The road to 205 steals did not begin when Aaron Craft arrived at Ohio State. An ability to deceive defenders and perform thefts at a rate that would land him in jail if not done on a basketball court was instilled in Craft at a young age.
The son of a basketball coach, Craft began tagging along to practices not long after he began to walk and talk.
“I think Aaron was three or four when he started going to basketball practice with dad,” said Wendy Craft, Aaron’s mother.
It was then that a blue-collar work ethic was established in Craft. He may not be the tallest, fastest or most athletic basketball player around, but he made a promise to himself long before the bright lights of Division I college hoops that no one would outwork him. So far, Craft has delivered on that oath.
From extra hours in the gym with his tag-along kid sister, Cait, to doing defensive slides with bricks in his hands, Craft’s football mentality shines through on the basketball court. He was twice an all-state quarterback and the 2009 Division V offensive player of the year.
“I love working out with him because he sees things I don’t necessarily see myself,” said Cait, a freshman on the Ohio State women’s team. “It’s very helpful and he’s so supportive.”
Diving for loose balls and taking charges have never been something Craft shies away from – not when you grow up playing on cement courts with an older brother. Craft quickly turned his attention to defense while playing against his brother, Brandon, and his friends.
The competitive fire continued to simmer when the two boys returned home. Roughhousing in the Craft family home led to a few holes being punctured in the walls. Mom and dad just shrug now looking back on it.
In a recent win over Iowa, Craft dove headfirst for a ball that caromed over the first row of courtside seats. He nearly landed on his face when a fan put up their hands to try and brace him from the fall. Being the escape artist he is, Craft managed to get his hands down before hitting the ground.
“Don't scare me like that, man,” sophomore center Amir Williams said to Craft after the game.
“When he wouldn’t back down playing amongst all these nationally known players, we thought we had something.”
It wasn’t that long ago, however, that the prospect of Craft and Williams being teammates seemed far-fetched. Craft piled up wins at Findlay Liberty-Benton and teamed up with Jared Sullinger and an abundance of other future Division I stars on the AAU circuit, but he still couldn’t draw that coveted offer from his home-state school. It eventually took Sullinger needling head coach Thad Matta for the elusive scholarship.
“Where (Aaron) made big strides was with his AAU basketball team,” John Craft, Aaron’s father, said. “We took him around to different events and let him take part in different camps. When he wouldn’t back down playing amongst all these nationally known players, we thought we had something.
“But it’s a real blessing having him with Coach Matta. He’s a real salt of the earth person. The way Aaron approaches the game and academics and life in general, it’s a perfect storm for Aaron with Coach Matta, Ohio State and the program.”

Record excerpts:
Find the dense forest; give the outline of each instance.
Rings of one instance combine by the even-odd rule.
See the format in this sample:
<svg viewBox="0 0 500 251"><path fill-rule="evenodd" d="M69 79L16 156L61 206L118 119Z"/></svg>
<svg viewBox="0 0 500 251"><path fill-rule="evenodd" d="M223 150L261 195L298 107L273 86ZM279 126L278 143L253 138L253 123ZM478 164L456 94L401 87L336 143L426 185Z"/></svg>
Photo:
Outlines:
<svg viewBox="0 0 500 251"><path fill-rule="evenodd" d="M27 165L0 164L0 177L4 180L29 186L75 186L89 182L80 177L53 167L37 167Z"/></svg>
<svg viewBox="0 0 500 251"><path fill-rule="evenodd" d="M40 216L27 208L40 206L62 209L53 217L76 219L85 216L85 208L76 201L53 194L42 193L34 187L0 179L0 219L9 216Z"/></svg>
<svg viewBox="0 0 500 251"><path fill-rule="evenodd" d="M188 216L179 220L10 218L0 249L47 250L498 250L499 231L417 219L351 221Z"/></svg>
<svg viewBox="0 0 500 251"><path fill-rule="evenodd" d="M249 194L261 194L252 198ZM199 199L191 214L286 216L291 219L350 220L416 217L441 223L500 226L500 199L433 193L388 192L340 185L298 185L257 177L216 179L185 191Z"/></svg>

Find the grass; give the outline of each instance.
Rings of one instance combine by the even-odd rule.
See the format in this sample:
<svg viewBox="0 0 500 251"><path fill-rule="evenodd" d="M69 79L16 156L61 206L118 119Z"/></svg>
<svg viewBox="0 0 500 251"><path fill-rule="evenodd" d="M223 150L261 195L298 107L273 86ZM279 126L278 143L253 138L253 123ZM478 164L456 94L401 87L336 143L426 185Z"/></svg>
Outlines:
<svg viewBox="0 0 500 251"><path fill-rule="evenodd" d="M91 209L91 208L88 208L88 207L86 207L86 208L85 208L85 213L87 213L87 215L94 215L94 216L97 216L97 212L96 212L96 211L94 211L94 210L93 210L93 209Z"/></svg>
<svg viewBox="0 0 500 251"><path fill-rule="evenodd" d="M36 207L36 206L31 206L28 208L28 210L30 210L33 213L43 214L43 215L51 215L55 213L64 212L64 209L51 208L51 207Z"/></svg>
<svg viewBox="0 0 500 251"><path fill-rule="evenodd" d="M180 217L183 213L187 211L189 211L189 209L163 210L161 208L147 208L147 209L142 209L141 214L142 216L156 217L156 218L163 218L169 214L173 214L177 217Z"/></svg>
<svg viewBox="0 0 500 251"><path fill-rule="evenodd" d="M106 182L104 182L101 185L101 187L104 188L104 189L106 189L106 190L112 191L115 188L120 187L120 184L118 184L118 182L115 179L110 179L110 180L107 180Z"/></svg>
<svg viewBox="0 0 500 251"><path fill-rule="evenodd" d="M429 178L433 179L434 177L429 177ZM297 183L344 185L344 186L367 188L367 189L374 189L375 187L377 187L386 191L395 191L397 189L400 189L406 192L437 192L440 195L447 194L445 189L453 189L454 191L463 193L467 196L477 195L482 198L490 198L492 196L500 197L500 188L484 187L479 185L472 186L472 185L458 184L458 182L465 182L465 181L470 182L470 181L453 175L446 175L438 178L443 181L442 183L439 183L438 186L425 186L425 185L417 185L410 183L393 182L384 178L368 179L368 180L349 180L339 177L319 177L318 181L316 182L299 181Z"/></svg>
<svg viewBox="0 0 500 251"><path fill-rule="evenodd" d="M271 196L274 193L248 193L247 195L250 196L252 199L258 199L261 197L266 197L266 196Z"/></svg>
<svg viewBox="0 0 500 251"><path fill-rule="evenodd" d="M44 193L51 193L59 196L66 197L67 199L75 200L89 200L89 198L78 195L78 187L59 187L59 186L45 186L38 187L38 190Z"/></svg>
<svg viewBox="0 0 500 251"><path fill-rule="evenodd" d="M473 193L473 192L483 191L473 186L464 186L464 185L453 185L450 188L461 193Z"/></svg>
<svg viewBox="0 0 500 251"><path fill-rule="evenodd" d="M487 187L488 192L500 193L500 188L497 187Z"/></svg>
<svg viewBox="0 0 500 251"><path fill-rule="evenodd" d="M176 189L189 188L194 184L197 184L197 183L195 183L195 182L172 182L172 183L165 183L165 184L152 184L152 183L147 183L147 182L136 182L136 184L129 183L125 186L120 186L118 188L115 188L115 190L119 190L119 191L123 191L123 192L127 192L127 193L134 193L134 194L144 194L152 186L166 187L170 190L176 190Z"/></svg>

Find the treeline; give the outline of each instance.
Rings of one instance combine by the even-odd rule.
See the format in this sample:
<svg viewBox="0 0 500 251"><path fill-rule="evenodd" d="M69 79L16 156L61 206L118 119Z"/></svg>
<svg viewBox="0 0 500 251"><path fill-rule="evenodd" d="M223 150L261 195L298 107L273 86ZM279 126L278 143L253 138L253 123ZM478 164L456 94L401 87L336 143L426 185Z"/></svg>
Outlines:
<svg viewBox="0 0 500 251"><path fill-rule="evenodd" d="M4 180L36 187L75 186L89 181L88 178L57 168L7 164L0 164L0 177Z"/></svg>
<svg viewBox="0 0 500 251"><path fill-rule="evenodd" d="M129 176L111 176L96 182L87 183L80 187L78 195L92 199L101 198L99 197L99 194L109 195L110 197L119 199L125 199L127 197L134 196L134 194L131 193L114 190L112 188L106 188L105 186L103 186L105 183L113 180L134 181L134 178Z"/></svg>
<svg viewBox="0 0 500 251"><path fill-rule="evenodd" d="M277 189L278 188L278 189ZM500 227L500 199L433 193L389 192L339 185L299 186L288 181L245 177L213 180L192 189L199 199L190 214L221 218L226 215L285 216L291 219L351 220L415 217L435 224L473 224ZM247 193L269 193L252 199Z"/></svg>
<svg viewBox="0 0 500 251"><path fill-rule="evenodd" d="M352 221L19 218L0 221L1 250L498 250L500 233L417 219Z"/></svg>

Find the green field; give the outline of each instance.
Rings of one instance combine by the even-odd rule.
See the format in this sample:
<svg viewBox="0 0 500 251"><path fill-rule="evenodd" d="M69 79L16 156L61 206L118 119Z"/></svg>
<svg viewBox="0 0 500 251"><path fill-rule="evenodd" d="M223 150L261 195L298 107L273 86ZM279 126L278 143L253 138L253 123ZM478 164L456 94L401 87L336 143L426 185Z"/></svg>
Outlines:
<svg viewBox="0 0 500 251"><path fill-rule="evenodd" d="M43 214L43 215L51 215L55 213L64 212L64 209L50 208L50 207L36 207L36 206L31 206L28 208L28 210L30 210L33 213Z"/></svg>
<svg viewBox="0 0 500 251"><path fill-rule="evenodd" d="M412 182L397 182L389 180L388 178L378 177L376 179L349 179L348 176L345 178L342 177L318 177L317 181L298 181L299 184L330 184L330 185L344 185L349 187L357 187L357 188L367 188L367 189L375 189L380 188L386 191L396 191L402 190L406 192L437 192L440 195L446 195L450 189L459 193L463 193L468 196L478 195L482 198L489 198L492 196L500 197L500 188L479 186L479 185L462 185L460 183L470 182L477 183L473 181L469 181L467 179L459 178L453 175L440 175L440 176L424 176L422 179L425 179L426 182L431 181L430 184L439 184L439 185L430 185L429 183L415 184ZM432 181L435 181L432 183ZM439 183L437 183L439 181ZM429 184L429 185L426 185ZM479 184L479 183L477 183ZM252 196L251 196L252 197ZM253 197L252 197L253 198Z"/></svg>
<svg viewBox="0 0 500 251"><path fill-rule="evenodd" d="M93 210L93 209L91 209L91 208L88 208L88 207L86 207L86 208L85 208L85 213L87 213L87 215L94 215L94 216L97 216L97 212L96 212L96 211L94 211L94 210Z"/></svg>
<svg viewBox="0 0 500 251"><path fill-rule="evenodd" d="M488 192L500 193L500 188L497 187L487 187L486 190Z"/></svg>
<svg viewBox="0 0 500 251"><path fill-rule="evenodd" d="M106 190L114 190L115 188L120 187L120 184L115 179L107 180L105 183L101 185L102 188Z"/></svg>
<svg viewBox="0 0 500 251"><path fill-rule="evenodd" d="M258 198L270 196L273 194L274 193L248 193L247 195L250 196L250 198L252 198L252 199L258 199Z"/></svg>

Tasks to complete:
- 1) According to the article about Aaron Craft, what honor did he receive in 2009 as a football player?
- 2) Write a continuation of the article about Aaron Craft, picking up right after its final sentence.
The records can be left aside; nothing here depends on them.

Expected results:
- 1) He was named the 2009 Division V offensive player of the year.

- 2)
The winds kicked up as soon as Craft stepped foot on campus. As a true freshman on a team that won its first 24 games and was ranked No. 1 for much of the season, Craft was able to distinguish himself from the core group of seniors. He was named the Big Ten’s Sixth Man of the Year for his efforts.
In 29 minutes per game, Craft averaged 6.9 points, 4.8 assists and two steals per game. He led the conference in assists with 177 and was fifth tallying 73 steals. The highlight of the season came in the second round of the NCAA Tournament against George Mason, when Craft had a school-record 15 assists.
That style of play drew attention during his freshman season, but Year 2 at Ohio State is when the legend of Aaron Craft really took off. Not only was he named the Big Ten Defensive Player of the Year, Craft also drew the tab “Hottest Guy” of March Madness from Cosmopolitan magazine. The sensation grew even more when he fueled a Final Four run.
Taking notice was three of the best coaches in the game – Billy Donovan, Mike Krzyzewski and Tom Izzo. The ability to facilitate the offense combined with superb defense and a high basketball IQ describes every coach’s dream point guard.
“He is as good as any guard there is out there,” said Donovan, after Craft harassed his Florida’s guards last season in an 81-74 Ohio State win. “I have a lot of respect and admiration for him. He is a tough, hard-nosed kid that probably does not get the proper respect he deserves.”
Times have since changed, as evidenced by Sports Illustrated’s recent profile on the Buckeye heartthrob. That’s right, it’s not just coaches that are starry-eyed when they see Craft. It turns out girls on Ohio State’s campus also swoon for the point guard, albeit for different reasons.
Craft and his coach share an almost unbreakable bond. It’s common for point guards and head coaches to have a more developed relationship than any other player-coach relationship in the locker room. The dynamic is similar to quarterbacks and head football coaches.
When Craft was mired in the biggest offensive slump of his career, it was Matta who delivered a vote of confidence, and it wasn’t the hollow gesture the sports world has become used to.
“I have no problems with Aaron,” Matta said in December. “I don’t know as a coach if you could ever have a more secure feeling knowing he’s out there. Yeah, I want him to score more, but that’s going to come back for him. I have no doubt in my mind.”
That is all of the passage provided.